● EXERCISE INSTRUCTIONS:
Convert the records from the line containing "target | broken windshield" through the end of the records into a JSON list of strings, with one string per line and blank lines omitted.
....
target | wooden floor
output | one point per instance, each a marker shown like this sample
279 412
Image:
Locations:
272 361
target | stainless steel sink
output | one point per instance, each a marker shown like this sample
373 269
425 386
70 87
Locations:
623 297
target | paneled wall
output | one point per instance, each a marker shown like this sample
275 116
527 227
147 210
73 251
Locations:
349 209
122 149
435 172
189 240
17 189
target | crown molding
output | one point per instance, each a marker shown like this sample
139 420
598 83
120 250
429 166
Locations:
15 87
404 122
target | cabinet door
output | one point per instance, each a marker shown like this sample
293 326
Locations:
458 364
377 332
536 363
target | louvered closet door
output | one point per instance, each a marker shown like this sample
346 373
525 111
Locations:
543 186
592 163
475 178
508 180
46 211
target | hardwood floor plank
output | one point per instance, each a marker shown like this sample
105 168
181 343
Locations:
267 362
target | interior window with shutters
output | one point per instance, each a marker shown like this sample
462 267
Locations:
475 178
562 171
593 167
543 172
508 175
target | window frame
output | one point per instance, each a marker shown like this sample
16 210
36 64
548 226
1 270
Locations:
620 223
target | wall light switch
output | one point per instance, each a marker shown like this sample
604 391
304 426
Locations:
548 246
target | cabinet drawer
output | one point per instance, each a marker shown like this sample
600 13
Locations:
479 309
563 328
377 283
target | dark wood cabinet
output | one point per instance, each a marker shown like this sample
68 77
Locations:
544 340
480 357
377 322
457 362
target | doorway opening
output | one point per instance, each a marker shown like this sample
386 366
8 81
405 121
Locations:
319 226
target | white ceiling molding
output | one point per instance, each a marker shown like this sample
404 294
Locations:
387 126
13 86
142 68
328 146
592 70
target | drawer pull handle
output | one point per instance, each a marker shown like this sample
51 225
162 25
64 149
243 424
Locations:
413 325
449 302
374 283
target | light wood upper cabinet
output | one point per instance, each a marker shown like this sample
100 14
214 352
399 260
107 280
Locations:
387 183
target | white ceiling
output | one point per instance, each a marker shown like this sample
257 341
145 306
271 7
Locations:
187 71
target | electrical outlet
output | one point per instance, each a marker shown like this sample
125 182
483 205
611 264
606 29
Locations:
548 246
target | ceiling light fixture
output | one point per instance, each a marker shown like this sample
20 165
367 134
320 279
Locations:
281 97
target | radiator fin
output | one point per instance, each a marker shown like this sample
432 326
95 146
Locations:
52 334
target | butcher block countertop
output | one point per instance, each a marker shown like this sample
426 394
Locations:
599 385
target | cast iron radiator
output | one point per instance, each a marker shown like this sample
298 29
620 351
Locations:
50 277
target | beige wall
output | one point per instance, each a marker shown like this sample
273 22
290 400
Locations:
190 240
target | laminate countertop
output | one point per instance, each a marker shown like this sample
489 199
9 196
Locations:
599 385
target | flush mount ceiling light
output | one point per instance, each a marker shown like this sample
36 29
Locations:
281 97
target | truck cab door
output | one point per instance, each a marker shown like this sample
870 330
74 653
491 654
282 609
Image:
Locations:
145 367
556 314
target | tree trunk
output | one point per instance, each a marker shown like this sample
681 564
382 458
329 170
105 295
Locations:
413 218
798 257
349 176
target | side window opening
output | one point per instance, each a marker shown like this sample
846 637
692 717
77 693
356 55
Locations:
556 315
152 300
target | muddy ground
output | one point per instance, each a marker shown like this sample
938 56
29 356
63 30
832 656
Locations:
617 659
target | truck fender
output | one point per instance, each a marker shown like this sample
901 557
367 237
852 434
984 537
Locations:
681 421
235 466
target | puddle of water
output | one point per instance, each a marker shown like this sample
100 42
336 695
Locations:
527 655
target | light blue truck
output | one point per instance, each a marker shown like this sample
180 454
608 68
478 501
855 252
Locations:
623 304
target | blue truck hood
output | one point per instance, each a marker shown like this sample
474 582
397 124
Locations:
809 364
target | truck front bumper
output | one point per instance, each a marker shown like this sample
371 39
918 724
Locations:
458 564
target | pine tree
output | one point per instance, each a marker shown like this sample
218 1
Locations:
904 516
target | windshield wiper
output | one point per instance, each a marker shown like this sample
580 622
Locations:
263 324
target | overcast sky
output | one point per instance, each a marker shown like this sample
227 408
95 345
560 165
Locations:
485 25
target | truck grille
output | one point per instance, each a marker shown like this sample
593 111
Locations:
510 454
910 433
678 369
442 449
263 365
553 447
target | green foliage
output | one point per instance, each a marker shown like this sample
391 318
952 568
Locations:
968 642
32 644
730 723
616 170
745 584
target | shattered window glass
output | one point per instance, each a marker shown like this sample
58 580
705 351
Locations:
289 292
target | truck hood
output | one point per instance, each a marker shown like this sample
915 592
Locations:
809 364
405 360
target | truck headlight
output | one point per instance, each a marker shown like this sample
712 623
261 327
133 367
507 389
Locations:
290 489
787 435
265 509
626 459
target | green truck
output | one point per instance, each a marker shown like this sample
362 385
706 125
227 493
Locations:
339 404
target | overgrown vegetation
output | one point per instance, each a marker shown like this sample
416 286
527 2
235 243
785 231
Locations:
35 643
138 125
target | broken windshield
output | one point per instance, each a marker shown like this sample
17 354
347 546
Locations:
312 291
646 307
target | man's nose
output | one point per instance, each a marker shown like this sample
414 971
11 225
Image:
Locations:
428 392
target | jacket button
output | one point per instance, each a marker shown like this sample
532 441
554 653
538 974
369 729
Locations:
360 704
....
● RESPONSE TO THE EXERCISE:
[
  "target | broken windshield",
  "output | one point per instance, each a marker shown like this sample",
  "17 354",
  "347 546",
  "Locations:",
  "312 291",
  "646 307",
  "target | man's nose",
  "output | one point per instance, each a marker shown like this sample",
  "414 971",
  "11 225",
  "Image:",
  "Locations:",
  "428 392",
  "target | jacket button",
  "output | one point per instance, each a marker shown like this sample",
  "532 441",
  "554 653",
  "538 974",
  "369 729",
  "Locations:",
  "360 704"
]